RECORDS SUPPLIED =>
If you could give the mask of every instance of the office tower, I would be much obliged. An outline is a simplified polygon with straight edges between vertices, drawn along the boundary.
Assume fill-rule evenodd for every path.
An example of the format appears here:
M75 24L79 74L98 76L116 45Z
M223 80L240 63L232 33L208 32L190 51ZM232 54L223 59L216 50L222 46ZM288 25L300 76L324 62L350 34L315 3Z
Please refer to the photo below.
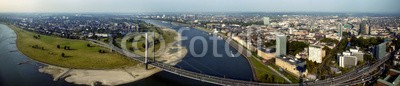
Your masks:
M276 35L276 56L286 55L287 38L286 35Z
M322 58L325 56L325 50L322 49L322 46L310 45L308 47L308 60L322 63Z
M269 25L269 17L264 17L263 21L264 21L264 25Z

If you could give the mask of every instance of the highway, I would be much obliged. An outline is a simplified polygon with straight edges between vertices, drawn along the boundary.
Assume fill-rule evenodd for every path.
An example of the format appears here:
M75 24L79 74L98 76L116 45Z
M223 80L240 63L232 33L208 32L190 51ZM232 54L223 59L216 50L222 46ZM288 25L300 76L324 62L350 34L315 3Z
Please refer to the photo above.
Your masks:
M222 36L222 37L224 37L224 39L227 38L225 36ZM97 41L97 40L88 39L88 41L90 41L98 46L110 48L110 49L114 50L115 52L118 52L129 58L132 58L134 60L144 63L144 60L145 60L144 57L133 54L127 50L123 50L114 45L103 43L103 42ZM240 47L240 45L238 45L234 41L229 41L229 42L230 42L231 46L233 46L235 48ZM252 55L251 52L247 51L246 49L242 49L242 51L239 51L239 52L241 52L242 55L244 55L244 56L251 57L251 55ZM183 77L187 77L187 78L191 78L191 79L199 80L199 81L203 81L203 82L213 83L213 84L217 84L217 85L241 85L241 86L242 85L247 85L247 86L350 85L350 84L354 84L354 83L348 83L348 82L359 80L360 77L372 73L380 65L385 63L390 58L390 56L393 56L393 54L394 54L394 52L392 52L390 54L386 54L386 57L384 57L381 60L378 60L373 65L363 65L362 67L356 68L348 73L342 74L340 76L337 76L337 77L334 77L331 79L319 80L319 81L315 81L315 82L296 83L296 84L260 83L260 82L243 81L243 80L235 80L235 79L229 79L229 78L210 76L210 75L206 75L206 74L201 74L201 73L196 73L196 72L176 68L172 65L164 64L159 61L150 62L149 65L157 67L164 71L179 75L179 76L183 76ZM370 80L370 79L368 79L368 77L367 77L365 80Z

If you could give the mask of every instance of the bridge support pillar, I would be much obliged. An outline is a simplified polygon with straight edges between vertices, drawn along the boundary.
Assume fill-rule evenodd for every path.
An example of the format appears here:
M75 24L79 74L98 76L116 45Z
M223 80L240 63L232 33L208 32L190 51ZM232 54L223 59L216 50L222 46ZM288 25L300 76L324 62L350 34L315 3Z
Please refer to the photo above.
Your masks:
M149 68L148 68L148 65L149 65L149 62L148 62L148 39L147 39L147 33L145 33L145 48L144 49L146 49L145 50L145 57L144 57L144 64L146 65L146 70L148 70Z

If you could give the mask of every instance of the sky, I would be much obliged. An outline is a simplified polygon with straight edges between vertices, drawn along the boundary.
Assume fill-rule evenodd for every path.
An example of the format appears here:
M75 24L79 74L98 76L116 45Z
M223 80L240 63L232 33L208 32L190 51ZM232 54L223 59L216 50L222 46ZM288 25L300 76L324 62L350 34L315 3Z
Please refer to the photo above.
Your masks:
M0 0L0 12L400 13L400 0Z

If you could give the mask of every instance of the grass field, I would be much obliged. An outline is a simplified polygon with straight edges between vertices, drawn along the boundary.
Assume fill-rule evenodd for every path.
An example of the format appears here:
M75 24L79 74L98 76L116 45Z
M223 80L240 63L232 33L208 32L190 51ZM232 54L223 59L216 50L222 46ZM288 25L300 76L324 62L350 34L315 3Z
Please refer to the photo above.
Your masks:
M77 69L113 69L133 66L138 62L88 41L40 35L8 25L17 33L17 47L26 56L42 63ZM91 47L88 47L90 44ZM57 48L60 45L61 48ZM37 46L34 48L32 46ZM69 46L70 50L65 50ZM43 47L43 49L42 49ZM106 53L99 53L105 50ZM64 53L63 57L61 54Z
M160 43L157 43L154 46L149 46L149 51L150 51L150 52L148 52L149 57L153 57L153 55L154 55L153 50L158 51L160 49L161 43L164 43L164 46L161 48L166 48L166 47L168 47L167 45L169 43L175 42L176 41L175 37L178 36L178 33L175 32L174 30L161 30L161 32L162 32L161 34L156 33L155 38L154 38L154 39L160 39ZM161 40L161 38L159 38L159 35L162 36L162 40ZM150 37L149 43L152 43L152 40L153 40L153 38ZM117 42L119 44L122 44L121 38L118 38ZM145 44L144 37L135 37L135 39L133 39L132 42L126 41L125 45L128 50L130 50L130 48L133 48L133 51L130 50L133 53L140 55L140 56L144 56L145 55L145 53L144 53L145 48L143 47L144 44ZM120 46L122 46L122 45L120 45Z
M253 66L258 81L269 83L288 83L282 77L279 77L279 75L274 71L267 68L263 63L257 61L255 58L250 57L248 60ZM266 75L268 75L270 78L267 78ZM274 77L274 80L272 80L272 77Z

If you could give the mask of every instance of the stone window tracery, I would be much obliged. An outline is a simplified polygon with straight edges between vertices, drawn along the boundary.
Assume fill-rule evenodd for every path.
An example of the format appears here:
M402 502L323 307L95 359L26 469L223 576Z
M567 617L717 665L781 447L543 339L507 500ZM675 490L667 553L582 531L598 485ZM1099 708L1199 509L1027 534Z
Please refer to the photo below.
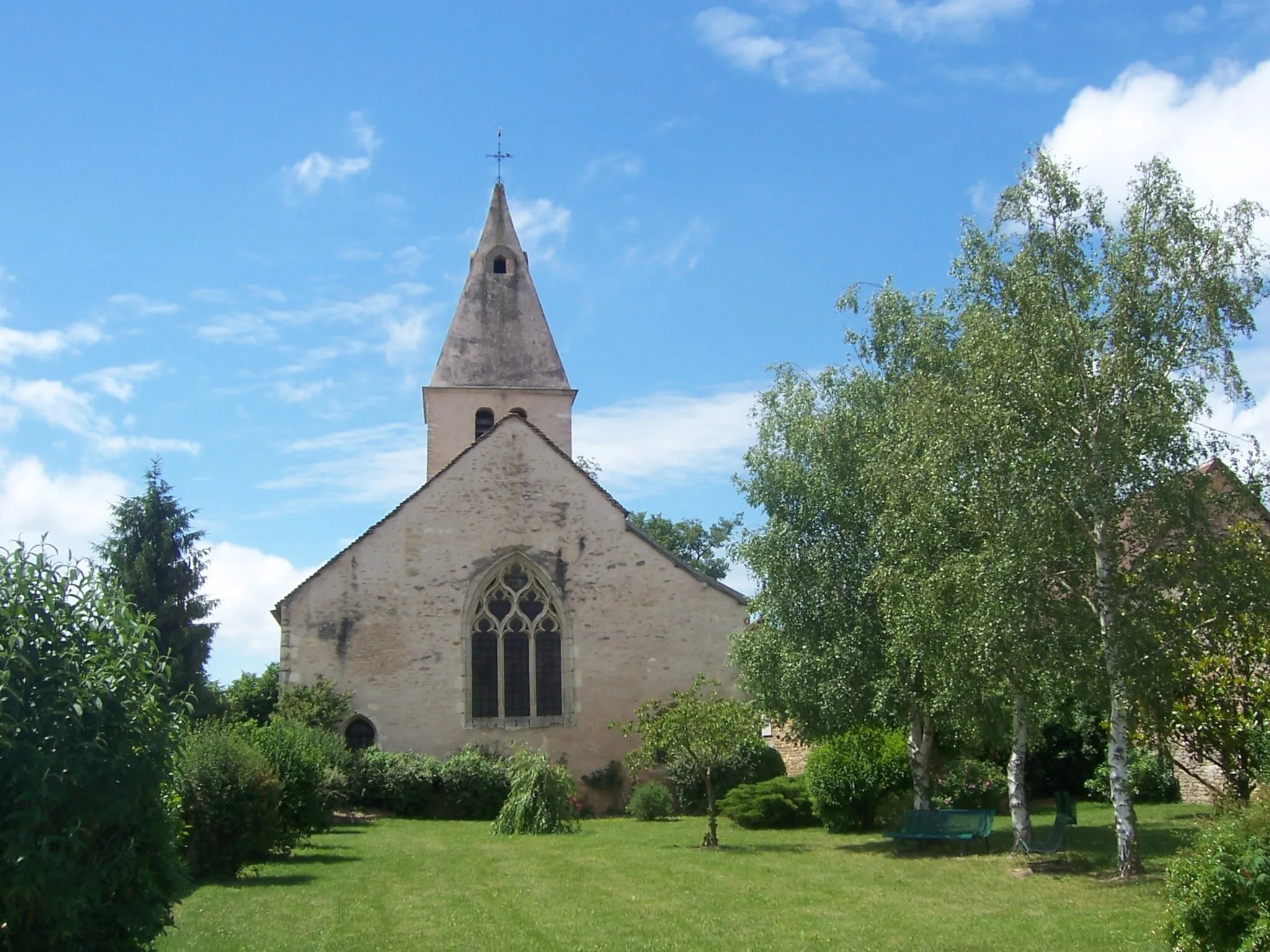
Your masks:
M472 721L528 726L565 716L559 603L523 559L485 584L469 645Z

DIRECTIONS => Turn every line of the listing above into a numbered list, skipping blank lines and the lines that stand in for pictures.

WRITTEN ANSWER =>
1. If you could give the mask of every instance of the office tower, I would be much obliged. An outline is a simplified polygon with straight edges between vertices, drawn along the boundary.
2. Assume fill-rule evenodd for every path.
3. An example of the format appears here:
4. M75 24L79 74L98 76L116 45Z
5. M223 80L240 63L232 33L208 32L190 51ZM232 54L223 59L216 50L222 46ZM288 25L300 76L324 62L350 34L315 3Z
6. Please refer to the photo below.
7. Your masks:
8. M276 35L276 56L286 55L287 38L286 35Z
9. M322 58L325 56L325 50L322 49L322 46L310 45L308 47L308 60L322 63Z
10. M269 25L269 17L264 17L263 21L264 21L264 25Z
11. If you could give the mask of every instance of the highway, I would be much obliged. An outline is a simplified polygon with straight edges between vertices, drawn along the boundary.
12. Assume fill-rule evenodd for every path.
13. An example of the format appears here:
14. M75 24L79 74L98 76L116 45Z
15. M223 80L240 63L232 33L208 32L190 51ZM232 54L223 59L216 50L222 46ZM288 25L300 76L324 62L350 34L315 3Z
16. Please refer to the photo above.
17. Your masks:
18. M222 36L222 37L224 37L224 39L227 38L225 36ZM97 41L97 40L88 39L88 41L90 41L98 46L110 48L110 49L114 50L115 52L118 52L129 58L132 58L134 60L144 63L144 60L145 60L144 57L133 54L127 50L123 50L114 45L103 43L103 42ZM240 47L240 45L238 45L234 41L229 41L229 42L230 42L231 46L233 46L235 48ZM252 55L251 52L247 51L246 49L242 49L242 51L239 51L239 52L241 52L242 55L244 55L244 56L251 57L251 55ZM183 77L187 77L187 78L191 78L191 79L199 80L199 81L203 81L203 82L213 83L213 84L217 84L217 85L241 85L241 86L242 85L247 85L247 86L350 85L350 84L354 84L354 83L348 83L348 82L359 80L360 77L372 73L380 65L385 63L390 58L390 56L393 56L393 54L394 54L394 52L392 52L390 54L386 54L386 57L384 57L381 60L378 60L373 65L363 65L362 67L356 68L348 73L342 74L340 76L337 76L337 77L334 77L331 79L319 80L319 81L315 81L315 82L296 83L296 84L260 83L260 82L243 81L243 80L235 80L235 79L229 79L229 78L210 76L210 75L206 75L206 74L201 74L201 73L196 73L196 72L176 68L172 65L164 64L159 61L150 62L149 65L157 67L164 71L179 75L179 76L183 76ZM370 80L370 79L368 79L368 77L367 77L365 80Z
19. If you could give the mask of every instance of the bridge support pillar, I would be much obliged. An outline is a simplified polygon with straight edges between vertices, drawn along the boundary.
20. Assume fill-rule evenodd for every path.
21. An example of the format appears here:
22. M75 24L79 74L98 76L116 45Z
23. M223 80L240 63L232 33L208 32L190 51ZM232 54L223 59L216 50L222 46ZM288 25L300 76L324 62L350 34L315 3Z
24. Please refer to the photo above.
25. Your masks:
26. M149 68L148 68L148 65L149 65L149 62L148 62L148 39L147 39L147 33L145 33L145 48L144 49L146 49L145 50L145 57L144 57L144 64L146 65L146 70L148 70Z
27. If you could give the mask of every instance of the sky, I would be much obliged. An outline is a simplified polygon with straight edges between vertices, drawn along the boundary.
28. Assume fill-rule evenodd for every path.
29. An example of the format appears here:
30. M75 24L79 74L98 76L116 45Z
31. M223 80L240 63L232 33L208 32L190 51ZM232 54L223 59L216 50L222 46ZM288 25L300 76L324 62L350 34L315 3Z
32. Please refer to the photo above.
33. Your masks:
34. M0 0L0 12L400 13L400 0Z
35. If you could give the mask of every instance of the grass field, I would be much obliged. An outline is a simplified polygon with straight edges between vertices, drawn along the boundary.
36. Assume fill-rule evenodd for every path.
37. An example of the format appears here:
38. M75 24L79 74L98 76L116 45Z
39. M223 80L240 63L232 33L208 32L190 51ZM232 54L223 59L216 50L222 46ZM288 25L300 76L324 62L350 34L315 3Z
40. Please refer to the photo above.
41. Your masks:
42. M77 69L113 69L133 66L138 62L88 41L40 35L8 25L17 33L17 47L26 56L42 63ZM91 47L88 47L90 44ZM57 48L60 45L61 48ZM37 46L34 48L32 46ZM69 46L70 50L65 50ZM43 47L43 49L42 49ZM106 53L99 53L105 50ZM64 53L63 57L61 54Z
43. M160 43L157 43L154 46L149 46L149 51L150 51L150 52L148 52L149 57L153 57L153 55L154 55L153 50L158 51L160 49L161 43L164 43L164 46L161 48L166 48L166 47L168 47L167 45L169 43L175 42L176 41L175 37L178 36L178 33L175 32L174 30L161 30L161 32L162 32L161 34L156 33L155 38L154 38L154 39L160 39ZM161 40L161 38L159 38L159 35L162 36L162 40ZM150 37L149 43L152 43L152 40L153 40L153 38ZM117 42L119 44L122 44L121 38L118 38ZM145 44L144 37L135 37L135 39L133 39L132 42L126 41L125 45L128 50L130 50L130 48L133 48L133 51L130 50L133 53L140 55L140 56L144 56L145 55L145 53L144 53L145 48L143 47L144 44ZM120 46L122 46L122 45L120 45Z
44. M253 66L258 81L269 83L288 83L282 77L279 77L279 75L274 71L267 68L263 63L257 61L255 58L250 57L248 60ZM266 75L268 75L270 78L267 78ZM274 77L274 80L272 80L272 77Z
45. If you could give the mask of every instance of the stone window tracery, I would be much obliged. An outline is a simplified polygon with straight edges between vertices, drawn along the boundary.
46. Assume fill-rule evenodd for every path.
47. An example of the format appears here:
48. M402 502L323 307L95 359L26 469L223 576Z
49. M567 617L717 665L781 447L543 339L507 500ZM675 490L667 553L582 531L598 485ZM1099 708L1199 509L1027 534Z
50. Please refer to the photo below.
51. Your masks:
52. M472 721L528 726L565 716L559 603L523 559L485 584L469 645Z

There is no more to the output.